● **Task**:
The tail of the records, from the line containing "Target: rocky shoreline" through the final line, should be printed exactly and on its own.

++++

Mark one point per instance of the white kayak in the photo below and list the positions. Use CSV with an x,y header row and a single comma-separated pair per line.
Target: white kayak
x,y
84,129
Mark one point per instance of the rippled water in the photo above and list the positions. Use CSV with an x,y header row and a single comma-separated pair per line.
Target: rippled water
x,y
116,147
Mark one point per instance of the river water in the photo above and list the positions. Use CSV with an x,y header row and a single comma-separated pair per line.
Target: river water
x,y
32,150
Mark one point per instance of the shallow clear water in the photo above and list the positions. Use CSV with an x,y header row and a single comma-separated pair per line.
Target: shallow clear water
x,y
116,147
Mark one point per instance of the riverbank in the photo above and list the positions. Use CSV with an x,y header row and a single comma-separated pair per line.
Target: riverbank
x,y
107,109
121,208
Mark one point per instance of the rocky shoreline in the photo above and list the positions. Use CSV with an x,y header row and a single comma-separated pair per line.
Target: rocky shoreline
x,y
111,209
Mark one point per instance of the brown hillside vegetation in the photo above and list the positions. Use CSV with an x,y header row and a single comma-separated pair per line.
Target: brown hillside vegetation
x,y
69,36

++++

● **Expected output**:
Target: rocky shoreline
x,y
111,209
Mark one point per instance of the brown hillside vegetation in the photo above and list the positions. Use CSV with an x,y header row and a single comma-separated pair per line.
Target: brown hillside vegetation
x,y
69,36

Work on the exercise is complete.